(Dataset items)
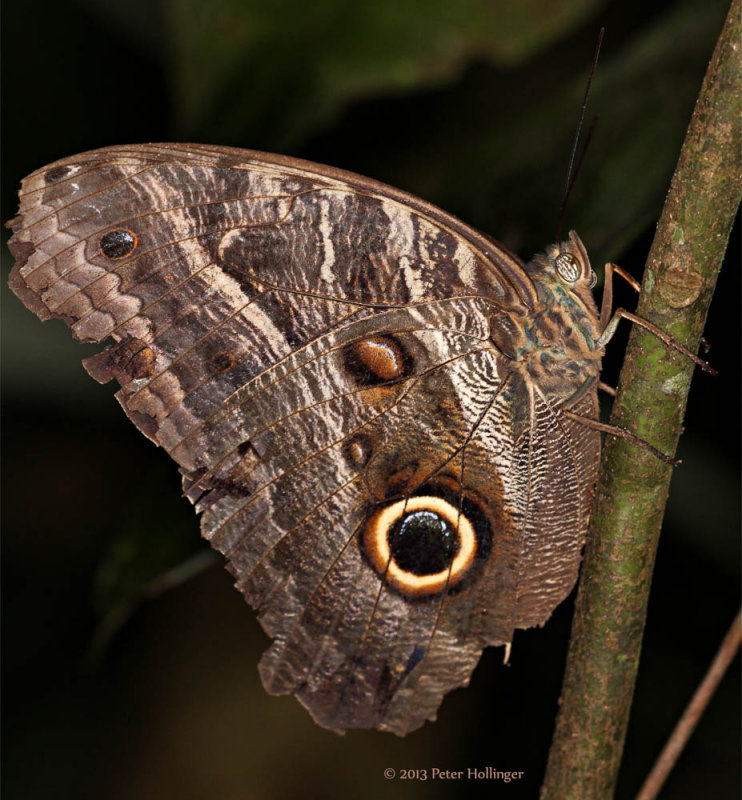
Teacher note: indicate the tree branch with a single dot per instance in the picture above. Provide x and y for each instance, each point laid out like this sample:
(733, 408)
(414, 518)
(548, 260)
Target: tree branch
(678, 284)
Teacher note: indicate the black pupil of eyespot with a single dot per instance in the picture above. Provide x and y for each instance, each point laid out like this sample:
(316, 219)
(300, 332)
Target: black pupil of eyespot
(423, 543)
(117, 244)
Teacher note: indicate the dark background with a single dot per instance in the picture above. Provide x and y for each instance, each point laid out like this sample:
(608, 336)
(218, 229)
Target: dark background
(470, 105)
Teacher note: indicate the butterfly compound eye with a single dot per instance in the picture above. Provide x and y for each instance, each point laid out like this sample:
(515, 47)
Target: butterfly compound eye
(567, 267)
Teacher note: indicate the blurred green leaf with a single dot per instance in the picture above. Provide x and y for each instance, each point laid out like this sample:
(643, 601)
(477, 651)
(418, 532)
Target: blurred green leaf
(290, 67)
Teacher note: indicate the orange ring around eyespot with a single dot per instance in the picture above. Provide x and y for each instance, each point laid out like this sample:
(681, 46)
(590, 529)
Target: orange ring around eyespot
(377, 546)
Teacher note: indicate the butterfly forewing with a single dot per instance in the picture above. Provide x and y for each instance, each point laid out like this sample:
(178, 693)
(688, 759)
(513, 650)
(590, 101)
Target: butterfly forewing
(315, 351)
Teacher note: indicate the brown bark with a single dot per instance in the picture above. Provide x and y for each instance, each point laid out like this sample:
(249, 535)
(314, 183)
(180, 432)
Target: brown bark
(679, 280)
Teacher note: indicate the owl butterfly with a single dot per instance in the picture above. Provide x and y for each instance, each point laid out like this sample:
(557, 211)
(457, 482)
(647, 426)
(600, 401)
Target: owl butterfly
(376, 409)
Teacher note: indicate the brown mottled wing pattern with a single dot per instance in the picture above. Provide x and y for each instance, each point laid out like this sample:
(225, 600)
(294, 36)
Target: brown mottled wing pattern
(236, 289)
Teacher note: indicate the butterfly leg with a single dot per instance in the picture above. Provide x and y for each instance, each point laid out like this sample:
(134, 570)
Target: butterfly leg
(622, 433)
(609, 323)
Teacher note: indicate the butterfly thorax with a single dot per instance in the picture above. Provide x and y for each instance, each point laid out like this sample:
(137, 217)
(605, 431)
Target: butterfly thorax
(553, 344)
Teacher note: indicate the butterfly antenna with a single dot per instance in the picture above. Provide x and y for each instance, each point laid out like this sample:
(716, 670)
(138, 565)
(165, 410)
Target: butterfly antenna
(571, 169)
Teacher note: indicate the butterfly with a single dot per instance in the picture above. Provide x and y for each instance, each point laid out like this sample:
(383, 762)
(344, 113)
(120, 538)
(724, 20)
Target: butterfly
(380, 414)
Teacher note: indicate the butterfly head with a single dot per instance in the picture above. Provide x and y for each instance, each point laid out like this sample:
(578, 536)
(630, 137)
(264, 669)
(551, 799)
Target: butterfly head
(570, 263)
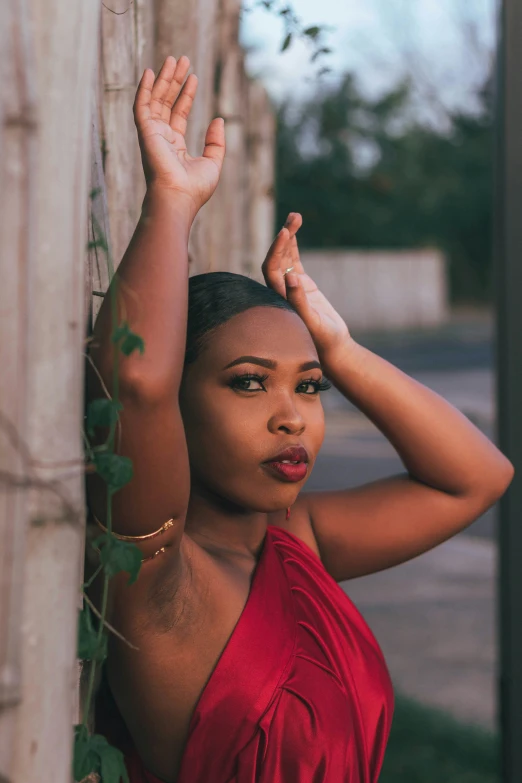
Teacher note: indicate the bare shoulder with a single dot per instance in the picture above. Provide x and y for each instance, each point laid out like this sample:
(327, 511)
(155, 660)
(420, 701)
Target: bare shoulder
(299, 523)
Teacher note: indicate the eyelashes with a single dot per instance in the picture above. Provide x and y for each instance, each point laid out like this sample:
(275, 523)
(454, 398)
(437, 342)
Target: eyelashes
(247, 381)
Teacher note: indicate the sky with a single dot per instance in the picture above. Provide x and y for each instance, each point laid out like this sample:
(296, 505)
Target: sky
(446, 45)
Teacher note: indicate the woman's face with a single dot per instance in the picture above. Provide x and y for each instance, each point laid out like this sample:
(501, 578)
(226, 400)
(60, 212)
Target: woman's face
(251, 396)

==

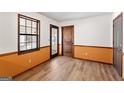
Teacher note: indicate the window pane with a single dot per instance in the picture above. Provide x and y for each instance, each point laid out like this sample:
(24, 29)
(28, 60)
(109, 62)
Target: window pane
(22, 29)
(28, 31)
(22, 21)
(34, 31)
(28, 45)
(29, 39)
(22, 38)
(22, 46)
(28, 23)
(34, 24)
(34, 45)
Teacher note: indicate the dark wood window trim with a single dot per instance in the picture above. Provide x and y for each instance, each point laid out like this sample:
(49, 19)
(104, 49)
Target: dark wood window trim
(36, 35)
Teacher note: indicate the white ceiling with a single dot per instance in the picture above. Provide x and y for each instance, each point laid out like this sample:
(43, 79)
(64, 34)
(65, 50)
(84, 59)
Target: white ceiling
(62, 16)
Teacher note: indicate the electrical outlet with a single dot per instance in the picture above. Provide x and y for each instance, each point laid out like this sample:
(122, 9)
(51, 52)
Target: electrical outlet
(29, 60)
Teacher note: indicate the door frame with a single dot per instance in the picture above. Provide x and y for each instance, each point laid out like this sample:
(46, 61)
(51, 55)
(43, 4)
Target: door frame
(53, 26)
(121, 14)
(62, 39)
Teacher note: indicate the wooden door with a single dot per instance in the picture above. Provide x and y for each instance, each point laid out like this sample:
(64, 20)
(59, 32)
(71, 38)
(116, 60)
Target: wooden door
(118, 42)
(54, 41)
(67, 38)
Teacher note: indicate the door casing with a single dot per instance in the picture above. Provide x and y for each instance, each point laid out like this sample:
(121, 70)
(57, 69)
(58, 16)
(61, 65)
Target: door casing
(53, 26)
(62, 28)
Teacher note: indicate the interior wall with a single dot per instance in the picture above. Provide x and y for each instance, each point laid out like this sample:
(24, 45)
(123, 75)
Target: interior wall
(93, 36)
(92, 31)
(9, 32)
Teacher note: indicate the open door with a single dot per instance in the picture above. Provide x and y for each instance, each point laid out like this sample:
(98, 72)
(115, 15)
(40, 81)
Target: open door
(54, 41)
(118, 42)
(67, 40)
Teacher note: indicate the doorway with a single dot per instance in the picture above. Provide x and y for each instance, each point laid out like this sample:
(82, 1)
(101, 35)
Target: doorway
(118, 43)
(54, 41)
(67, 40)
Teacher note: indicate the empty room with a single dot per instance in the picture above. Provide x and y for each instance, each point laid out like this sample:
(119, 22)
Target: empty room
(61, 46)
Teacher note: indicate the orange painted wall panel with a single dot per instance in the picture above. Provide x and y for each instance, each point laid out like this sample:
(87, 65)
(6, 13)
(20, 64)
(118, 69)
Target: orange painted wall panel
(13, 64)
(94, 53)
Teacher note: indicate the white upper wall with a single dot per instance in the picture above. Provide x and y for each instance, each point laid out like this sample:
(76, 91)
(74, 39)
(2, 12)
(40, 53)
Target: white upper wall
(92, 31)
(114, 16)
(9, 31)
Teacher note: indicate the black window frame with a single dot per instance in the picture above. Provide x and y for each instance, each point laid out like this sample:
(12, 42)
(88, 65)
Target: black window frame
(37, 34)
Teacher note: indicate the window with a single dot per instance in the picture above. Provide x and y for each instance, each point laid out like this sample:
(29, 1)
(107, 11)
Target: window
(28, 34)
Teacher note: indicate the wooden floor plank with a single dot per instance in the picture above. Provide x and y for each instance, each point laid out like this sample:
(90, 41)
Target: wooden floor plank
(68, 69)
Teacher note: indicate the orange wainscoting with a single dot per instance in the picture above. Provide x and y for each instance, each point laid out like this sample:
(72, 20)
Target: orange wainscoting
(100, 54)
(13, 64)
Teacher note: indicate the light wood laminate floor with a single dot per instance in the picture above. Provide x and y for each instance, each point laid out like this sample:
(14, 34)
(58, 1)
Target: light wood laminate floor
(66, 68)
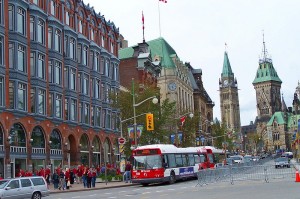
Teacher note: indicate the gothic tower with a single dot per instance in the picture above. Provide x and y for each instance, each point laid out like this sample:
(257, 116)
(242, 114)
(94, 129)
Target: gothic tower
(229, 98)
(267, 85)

● **Description of the task**: Return a word-for-word copy of the lines above from the one holding "Teacher note: indicate the tree" through the one holding "Teacher note: indicate the black pupil", with both of them included and nothing besides.

● **Task solution**:
Teacher note: indicate the tree branch with a single dot per instance in the picture above. Provide x and y for each instance, each point laid out like this sample:
(733, 408)
(414, 518)
(548, 260)
Target: tree branch
(678, 284)
Teacher note: indicate the black pupil of eyespot with a single dot per instance in the picture above. Provide x and y for each instance, each point laid out like this sample:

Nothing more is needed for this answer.